- Record excerpts:
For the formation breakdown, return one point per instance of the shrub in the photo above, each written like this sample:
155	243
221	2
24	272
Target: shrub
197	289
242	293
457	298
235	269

- Problem to solve: Once more, write out the entries exactly as they were written.

- Result for this exercise:
For the formation breakdown, return one point per instance of the shrub in the photo above, each written like this sample:
155	243
221	2
24	272
Target: shrub
197	289
242	293
457	298
235	269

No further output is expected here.